Document extract -

Start of Block

The exhibition turns this proposition upside-down and inside-out by speculating on a radically alternative mapping of contemporary planetary urbanization. What happens to our cognitive map of the global urban condition if we focus not on the global cities or megacities of the world, but on the wide-ranging sociospatial and environmental transformations that are currently unfolding in supposedly "remote" or "wilderness" regions such as the Amazon, the Arctic, the Gobi desert steppe, the Himalayas, the Pacific Ocean, the Sahara desert, and Siberia, and even the earth's atmosphere? To what degree are such zones now being integrated within a worldwide fabric of urbanization? How are they being restructured and enclosed to support the energy, water, material, food and logistics needs of major cities?
Through speculative cartographies of these emergent "operational landscapes," the exhibition aims to illuminate the radical transformations of land-use, infrastructure, and ecology far beyond the city limits that have made the contemporary formation of planetary urbanization possible.
With support from: Office of the Dean, Melbourne School of Design; Office of the Dean, Graduate School of Design, Harvard University; Weatherhead Center for International Affairs, Harvard University; Milton Fund, Harvard University Medical School
Mar 17, 2015
Before a full auditorium of over 400 attendees, Neil Brenner gave one of the Spring 2015 Dean's Lectures at the Melbourne School of Design on the topic "Towards a new epistemology of the urban." Kindly invited by Dean Tom Kvan of the Melbourne School of Design and graciously hosted by Professor Brendan Gleeson, Director of the Melbourne Sustainable Society Institute, Brenner discussed his ongoing work on planetary urbanization and its implications for contemporary urban theory, research, planning and design. The lecture accompanied the launch of the Urban Theory Lab's exhibition on "Operational Landscapes", which was on display at the Melbourne School of Design in March/April of 2015.

End of Block

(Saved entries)
Start of Block

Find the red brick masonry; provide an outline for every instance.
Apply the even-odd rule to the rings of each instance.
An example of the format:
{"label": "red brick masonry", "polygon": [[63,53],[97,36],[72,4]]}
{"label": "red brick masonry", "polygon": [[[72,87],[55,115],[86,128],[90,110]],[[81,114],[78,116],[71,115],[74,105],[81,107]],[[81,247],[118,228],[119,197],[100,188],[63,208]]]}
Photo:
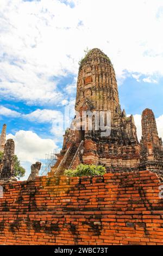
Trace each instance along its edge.
{"label": "red brick masonry", "polygon": [[6,185],[0,244],[163,245],[160,185],[148,171]]}

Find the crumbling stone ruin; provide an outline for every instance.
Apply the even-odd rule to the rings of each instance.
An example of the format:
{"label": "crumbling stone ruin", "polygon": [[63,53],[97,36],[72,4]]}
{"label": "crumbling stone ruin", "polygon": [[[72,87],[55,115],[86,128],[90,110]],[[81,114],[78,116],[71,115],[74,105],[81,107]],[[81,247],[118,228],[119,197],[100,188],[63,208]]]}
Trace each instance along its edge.
{"label": "crumbling stone ruin", "polygon": [[0,151],[4,151],[4,145],[6,142],[6,129],[7,125],[4,124],[3,125],[2,132],[0,136]]}
{"label": "crumbling stone ruin", "polygon": [[17,180],[14,175],[14,141],[12,139],[9,139],[4,145],[2,169],[0,172],[1,183],[2,182],[12,182]]}
{"label": "crumbling stone ruin", "polygon": [[153,111],[146,109],[142,114],[142,138],[140,141],[140,168],[156,173],[163,180],[163,146],[158,136]]}
{"label": "crumbling stone ruin", "polygon": [[[66,130],[58,161],[49,176],[62,175],[65,169],[74,169],[80,163],[103,164],[108,172],[156,169],[163,166],[162,141],[158,137],[152,111],[142,114],[142,138],[139,143],[133,115],[121,110],[115,71],[110,59],[100,50],[90,51],[79,67],[75,109],[71,127]],[[82,113],[91,113],[91,129]],[[97,129],[95,111],[110,113],[110,134]]]}
{"label": "crumbling stone ruin", "polygon": [[41,169],[41,163],[40,162],[36,162],[35,163],[32,164],[31,173],[28,177],[28,181],[34,180],[36,177],[39,176],[39,170]]}

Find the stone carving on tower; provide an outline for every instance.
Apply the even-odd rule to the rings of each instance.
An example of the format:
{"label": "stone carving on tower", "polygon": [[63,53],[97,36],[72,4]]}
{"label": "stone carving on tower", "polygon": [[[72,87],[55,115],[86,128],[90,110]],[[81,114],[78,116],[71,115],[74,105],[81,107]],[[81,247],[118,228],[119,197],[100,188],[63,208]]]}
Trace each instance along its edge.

End of Block

Reproduce the section of the text on planetary urbanization that begins with "Through speculative cartographies" and ends after "planetary urbanization possible.". None of the items above has any bearing on what is asked here.

Answer for this exercise -
Through speculative cartographies of these emergent "operational landscapes," the exhibition aims to illuminate the radical transformations of land-use, infrastructure, and ecology far beyond the city limits that have made the contemporary formation of planetary urbanization possible.